Please answer these questions about the overland-journey passage below.
1. Around what time of year is the wagon train scene set?
2. In which direction are mountains faintly visible from the plateau?
3. How many miles a day counts as doing very well on that stretch?

Document excerpt |
----------

Some of the days were warm and some hot. Some were very hot. Discomforts were common; and yet not much was said, and apparently little thought, of them. Having become inured to the conditions as we found them from time to time, discomforts, such as under other circumstances would have been considered intolerable, were passed without comment. There were times and situations in which hardships were unavoidable, some of them almost unendurable; but these, having been anticipated, were perhaps less poignant in the enduring than in the expectation.
Let us for a moment raise the curtain of more than half a century, while we look back on one of those ox-drawn trains of "prairie-schooners," as it appeared to an observer on the ground at the time; about the middle of August, and beyond the middle of the journey. Permit the imagination to place the scene alongside that of the present-day modes of traversing the same territory, when the distance is covered in a less number of days than it required of months then. Perhaps such a comparison may help to form some faint conception of what the overland pioneers did, and what they felt, and saw, and were.
There they are as we see them, on a long stretch of sage-brush plateau. The surface of the plain is only sand and gravel, as far as the eye can reach. The atmosphere is hazy, with dust and vibrating waves of heat arising from the ground. Far away to the northwest is the outline of some mountains, just visible in the dim distance. In the opposite direction, whence we have come, there is nothing above the ground but hot space, and dust. Not a living thing in sight but ourselves and ours.
The animals appear fatigued, jaded. The people appear—well, as to physical condition, like the animals: generally all look alike. Yet the people seem hopeful. And why hopeful? The inherent and indomitable trait of the race which makes it possible for humanity to look over and past present difficulties, however great, and see some good beyond. That is why the world "do move." Often, as it was with us, progress may be slow, but every day counts for a little.
Just here twelve or fifteen miles a day is doing well—very well. From a slight eminence at one side of the way we may stand and see the slowly creeping line of wagons and stock, for many miles fore and aft, as they bend their way in and out, around and over the surface of knolls and flats, hillocks and gullies. From a distant view they seem not to be moving at all.
The hour of mid-day arrives, and they stop for the "nooning." There is nothing growing in the vicinity that the horses and cattle can eat, and no water except the little in the keg and canteens; so the carrying animals stand in their yokes and harness, or under saddles, and the loose stock wait in groups, their thirst unslaked.

----------

Provided material |
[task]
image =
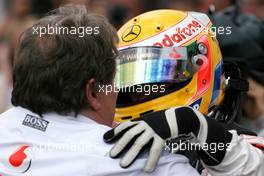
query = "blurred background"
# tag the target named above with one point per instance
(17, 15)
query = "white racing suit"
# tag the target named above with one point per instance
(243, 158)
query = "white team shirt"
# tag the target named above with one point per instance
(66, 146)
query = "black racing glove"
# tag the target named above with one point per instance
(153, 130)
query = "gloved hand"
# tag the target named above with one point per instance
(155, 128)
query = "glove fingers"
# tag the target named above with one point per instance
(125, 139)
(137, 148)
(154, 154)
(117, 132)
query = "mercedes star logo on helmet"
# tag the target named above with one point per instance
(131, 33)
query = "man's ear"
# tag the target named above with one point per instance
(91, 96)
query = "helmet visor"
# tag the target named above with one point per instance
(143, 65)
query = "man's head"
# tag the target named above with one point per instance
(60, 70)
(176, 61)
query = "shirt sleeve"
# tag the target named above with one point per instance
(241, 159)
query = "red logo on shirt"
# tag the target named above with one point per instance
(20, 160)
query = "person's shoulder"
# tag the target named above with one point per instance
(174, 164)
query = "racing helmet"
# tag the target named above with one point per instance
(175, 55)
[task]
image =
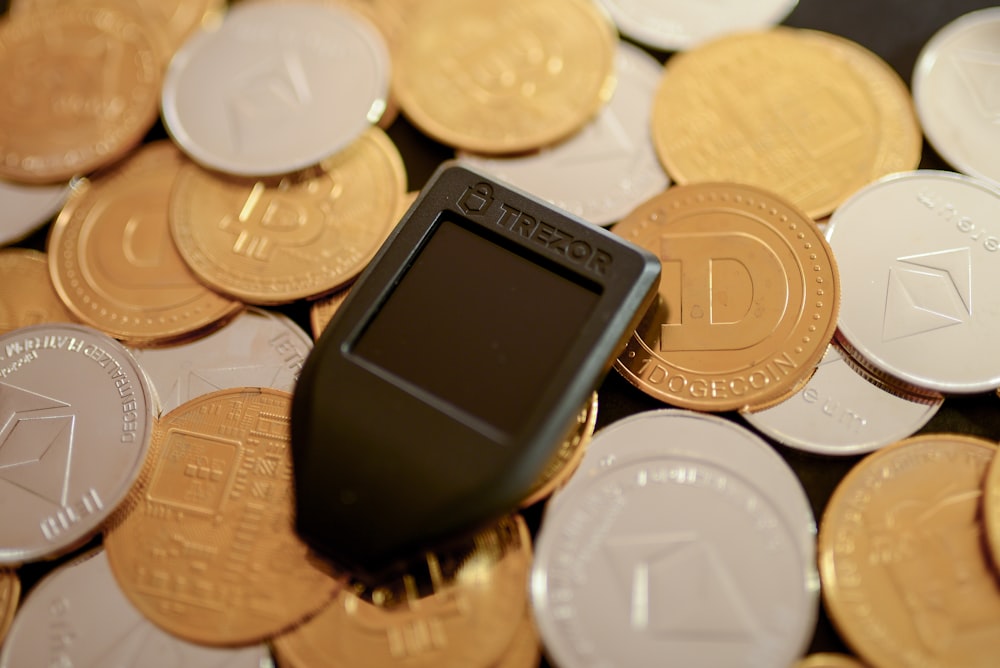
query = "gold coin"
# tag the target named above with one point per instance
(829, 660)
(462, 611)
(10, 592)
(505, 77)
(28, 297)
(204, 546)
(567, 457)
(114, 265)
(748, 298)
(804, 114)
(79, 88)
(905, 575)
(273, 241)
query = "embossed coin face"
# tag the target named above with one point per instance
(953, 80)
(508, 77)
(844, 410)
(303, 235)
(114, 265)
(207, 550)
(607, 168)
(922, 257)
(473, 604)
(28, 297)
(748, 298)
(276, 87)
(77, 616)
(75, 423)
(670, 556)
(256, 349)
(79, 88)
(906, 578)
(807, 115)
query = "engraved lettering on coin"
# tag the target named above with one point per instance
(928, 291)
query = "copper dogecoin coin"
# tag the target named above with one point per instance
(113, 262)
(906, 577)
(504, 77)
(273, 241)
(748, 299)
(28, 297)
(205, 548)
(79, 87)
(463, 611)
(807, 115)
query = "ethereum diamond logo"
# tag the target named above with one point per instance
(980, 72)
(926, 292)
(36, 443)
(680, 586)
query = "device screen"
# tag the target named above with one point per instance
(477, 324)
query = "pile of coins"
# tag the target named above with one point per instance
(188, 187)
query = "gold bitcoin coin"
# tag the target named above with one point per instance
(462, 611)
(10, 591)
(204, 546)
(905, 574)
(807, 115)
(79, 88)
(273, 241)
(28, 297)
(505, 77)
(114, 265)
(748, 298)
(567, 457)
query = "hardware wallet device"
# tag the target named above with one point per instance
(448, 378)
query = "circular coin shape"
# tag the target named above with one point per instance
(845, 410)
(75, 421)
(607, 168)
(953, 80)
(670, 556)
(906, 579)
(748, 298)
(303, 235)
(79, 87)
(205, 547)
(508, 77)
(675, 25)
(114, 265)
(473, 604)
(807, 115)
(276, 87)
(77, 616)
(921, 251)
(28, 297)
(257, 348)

----------

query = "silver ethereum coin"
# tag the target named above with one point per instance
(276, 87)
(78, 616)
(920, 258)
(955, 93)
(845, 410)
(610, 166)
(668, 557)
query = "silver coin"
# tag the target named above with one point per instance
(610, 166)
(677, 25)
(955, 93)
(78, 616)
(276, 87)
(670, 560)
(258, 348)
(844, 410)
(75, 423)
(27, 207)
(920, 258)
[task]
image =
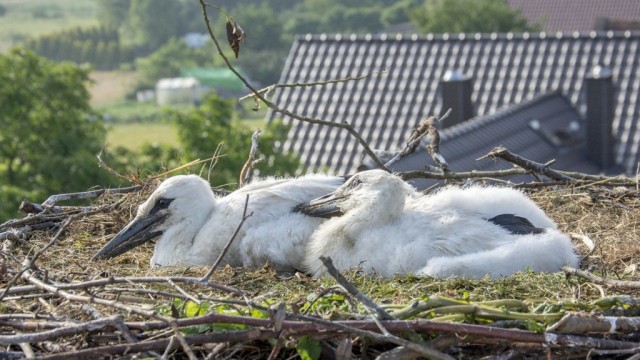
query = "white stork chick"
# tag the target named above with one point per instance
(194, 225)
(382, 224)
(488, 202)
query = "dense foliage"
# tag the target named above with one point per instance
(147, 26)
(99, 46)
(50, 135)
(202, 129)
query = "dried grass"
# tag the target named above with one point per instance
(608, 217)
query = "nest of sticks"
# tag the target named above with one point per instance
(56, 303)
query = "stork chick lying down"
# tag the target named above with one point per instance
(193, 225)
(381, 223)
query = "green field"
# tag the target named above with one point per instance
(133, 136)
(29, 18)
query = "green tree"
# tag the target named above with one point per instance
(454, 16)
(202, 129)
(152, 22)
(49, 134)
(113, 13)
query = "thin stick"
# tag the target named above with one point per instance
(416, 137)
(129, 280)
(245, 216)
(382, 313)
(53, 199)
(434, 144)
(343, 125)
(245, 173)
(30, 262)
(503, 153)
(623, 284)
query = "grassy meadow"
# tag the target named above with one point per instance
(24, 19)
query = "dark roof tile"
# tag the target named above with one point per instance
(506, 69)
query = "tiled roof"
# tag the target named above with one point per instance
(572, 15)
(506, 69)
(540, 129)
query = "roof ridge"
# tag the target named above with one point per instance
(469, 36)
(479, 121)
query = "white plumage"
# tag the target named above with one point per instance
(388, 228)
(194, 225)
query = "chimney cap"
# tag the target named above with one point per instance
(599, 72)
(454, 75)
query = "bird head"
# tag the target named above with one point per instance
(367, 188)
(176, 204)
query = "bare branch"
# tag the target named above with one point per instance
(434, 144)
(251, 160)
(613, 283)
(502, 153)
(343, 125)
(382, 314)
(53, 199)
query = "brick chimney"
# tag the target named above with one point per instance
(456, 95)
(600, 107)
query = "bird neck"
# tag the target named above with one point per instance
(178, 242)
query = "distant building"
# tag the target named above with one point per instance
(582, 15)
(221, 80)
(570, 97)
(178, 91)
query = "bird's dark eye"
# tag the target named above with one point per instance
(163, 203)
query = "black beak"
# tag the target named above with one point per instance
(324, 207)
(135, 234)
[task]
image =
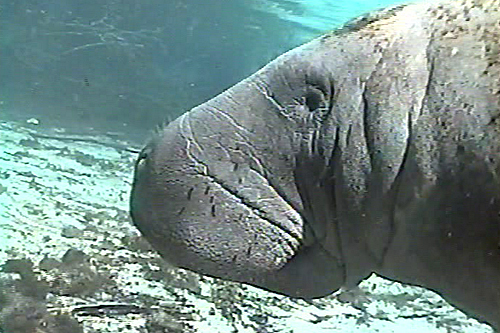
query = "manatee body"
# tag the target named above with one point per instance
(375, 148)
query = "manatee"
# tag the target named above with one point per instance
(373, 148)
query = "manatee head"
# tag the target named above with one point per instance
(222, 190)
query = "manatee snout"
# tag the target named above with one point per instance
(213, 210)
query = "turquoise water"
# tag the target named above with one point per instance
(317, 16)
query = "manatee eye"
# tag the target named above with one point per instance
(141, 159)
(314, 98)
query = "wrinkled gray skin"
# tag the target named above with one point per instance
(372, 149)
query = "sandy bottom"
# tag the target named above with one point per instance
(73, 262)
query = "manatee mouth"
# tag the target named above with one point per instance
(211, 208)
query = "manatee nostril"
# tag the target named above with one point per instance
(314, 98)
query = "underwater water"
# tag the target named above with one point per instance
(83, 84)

----------

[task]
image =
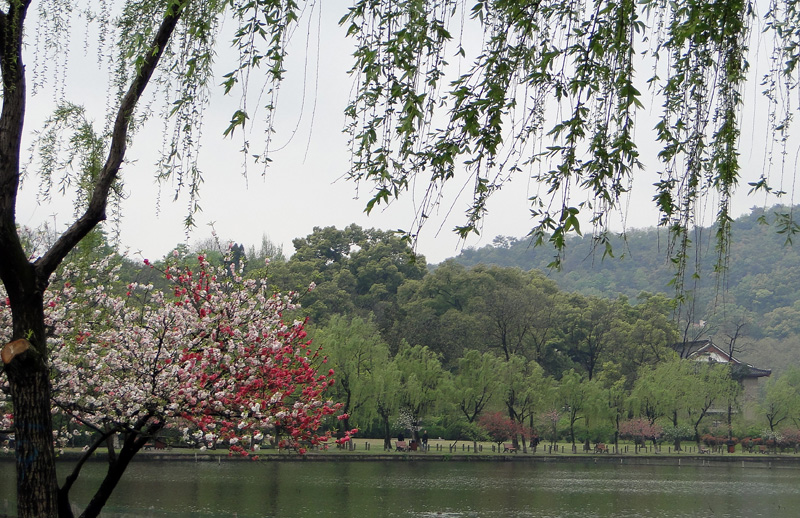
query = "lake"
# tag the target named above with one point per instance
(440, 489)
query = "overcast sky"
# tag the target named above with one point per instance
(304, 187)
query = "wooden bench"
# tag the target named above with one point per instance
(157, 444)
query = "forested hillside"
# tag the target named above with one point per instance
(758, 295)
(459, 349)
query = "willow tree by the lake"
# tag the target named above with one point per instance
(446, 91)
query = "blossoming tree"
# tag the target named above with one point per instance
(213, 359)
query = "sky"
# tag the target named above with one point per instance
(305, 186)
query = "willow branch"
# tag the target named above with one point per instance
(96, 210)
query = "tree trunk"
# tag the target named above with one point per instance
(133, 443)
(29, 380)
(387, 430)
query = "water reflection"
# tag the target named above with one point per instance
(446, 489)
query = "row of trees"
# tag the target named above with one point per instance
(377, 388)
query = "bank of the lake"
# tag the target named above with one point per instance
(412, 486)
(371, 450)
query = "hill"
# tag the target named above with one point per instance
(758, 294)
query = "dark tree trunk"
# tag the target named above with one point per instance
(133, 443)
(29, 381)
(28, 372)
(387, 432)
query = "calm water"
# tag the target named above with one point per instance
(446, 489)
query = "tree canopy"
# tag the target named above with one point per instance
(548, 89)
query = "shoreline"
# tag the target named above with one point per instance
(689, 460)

----------

Answer for this exercise |
1. About the middle of August.
2. To the northwest.
3. Twelve or fifteen miles a day.